▶ [EXCERPTED TEXT]
※ ※ ※

In the Tinogasta-Fiambalá region there are over 9 thousand ha planted with vineyards; they represent 4% of the country’s surface. Out of that total, more than 2300 ha belong solely to the plantation of Torrontés, a variety that was born there. This area holds a string of valleys located at the mountain foothill, within the provinces of Catamarca and La Rioja. The most important subregions are Tinogasta in Catamarca and Chilecito in La Rioja.
In recent years, the process of transformation that the Argentine wine industry has undergone, reached the Northern region. Thus, a considerable amount of the surface that had been historically linked to the production of wine in large quantities and with a lesser oenological quality was replaced by varietals that have greater demand and produce outstanding wines.
Generally speaking, the region holds many white varieties in comparison to other places in the country, given the influence created by the birth of Torrontés. However, red varieties such as Syrah and Malbec have begun to develop excellently.
This region’s white wines usually have colors with greenish tones and very intense fruity aromas. They possess good structure and balanced acidity. These wines are perfect to be consumed within a year.
Red wines, especially those from Famatina Valley, possess color of medium intensity, with violet tones and aromas that reveal the fruit’s maturity.
In some areas of La Rioja, like the Paimán slopes, located over 1700 masl, amidst semiarid and dry weather, intense and deeply colored, full-bodied wines are created. Malbec accomplishes great complexity and characteristic aromas.
Within the region, you can find both traditional wineries as well as new wineries. The latter have incorporated new technology such as cold-chain and stainless steel recipients.
This area holds a competitive advantage as producer of high altitude wines. In addition, wine growers are working on the creation of organic wines: an added value in relation to other products in the market.

※ ※ ※

▶ [STORED RECORDS]
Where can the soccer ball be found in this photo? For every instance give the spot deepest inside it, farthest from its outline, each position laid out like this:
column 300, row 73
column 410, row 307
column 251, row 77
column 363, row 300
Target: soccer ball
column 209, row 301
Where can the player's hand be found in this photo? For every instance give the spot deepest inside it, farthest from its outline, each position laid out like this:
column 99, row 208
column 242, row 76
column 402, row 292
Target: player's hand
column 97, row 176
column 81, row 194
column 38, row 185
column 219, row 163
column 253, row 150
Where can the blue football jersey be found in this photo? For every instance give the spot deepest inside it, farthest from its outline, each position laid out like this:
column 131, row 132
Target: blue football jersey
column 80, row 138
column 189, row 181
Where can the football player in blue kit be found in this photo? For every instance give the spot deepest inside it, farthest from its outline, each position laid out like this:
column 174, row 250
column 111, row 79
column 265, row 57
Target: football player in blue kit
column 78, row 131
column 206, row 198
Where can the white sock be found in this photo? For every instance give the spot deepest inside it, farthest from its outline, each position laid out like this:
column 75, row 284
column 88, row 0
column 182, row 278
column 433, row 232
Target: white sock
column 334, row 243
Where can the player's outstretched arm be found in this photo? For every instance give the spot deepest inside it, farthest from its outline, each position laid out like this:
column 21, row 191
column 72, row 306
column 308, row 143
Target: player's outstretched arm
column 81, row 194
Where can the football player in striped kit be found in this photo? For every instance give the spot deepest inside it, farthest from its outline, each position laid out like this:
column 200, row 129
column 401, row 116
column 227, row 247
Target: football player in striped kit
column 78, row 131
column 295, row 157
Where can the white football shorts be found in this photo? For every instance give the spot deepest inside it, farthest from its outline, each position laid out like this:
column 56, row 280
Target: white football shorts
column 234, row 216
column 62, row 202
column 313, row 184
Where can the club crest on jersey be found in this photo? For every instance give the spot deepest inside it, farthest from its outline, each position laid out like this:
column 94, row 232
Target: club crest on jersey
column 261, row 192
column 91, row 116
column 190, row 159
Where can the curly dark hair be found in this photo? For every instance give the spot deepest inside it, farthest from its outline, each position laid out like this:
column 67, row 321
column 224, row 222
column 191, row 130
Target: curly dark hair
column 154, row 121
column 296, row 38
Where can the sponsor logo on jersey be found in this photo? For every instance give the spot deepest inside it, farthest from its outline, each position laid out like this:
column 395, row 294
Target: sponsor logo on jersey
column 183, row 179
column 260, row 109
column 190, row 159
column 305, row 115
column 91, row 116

※ ※ ※

▶ [EXERCISES]
(a) In the text on the Tinogasta-Fiambalá wine region, which two red varieties have begun to develop excellently?
(b) Write out the wine region text word for word, starting at "In recent years, the" and ending at "to develop excellently.".

▶ [PER-TASK ANSWERS]
(a) Syrah and Malbec.

(b)
In recent years, the process of transformation that the Argentine wine industry has undergone, reached the Northern region. Thus, a considerable amount of the surface that had been historically linked to the production of wine in large quantities and with a lesser oenological quality was replaced by varietals that have greater demand and produce outstanding wines.
Generally speaking, the region holds many white varieties in comparison to other places in the country, given the influence created by the birth of Torrontés. However, red varieties such as Syrah and Malbec have begun to develop excellently.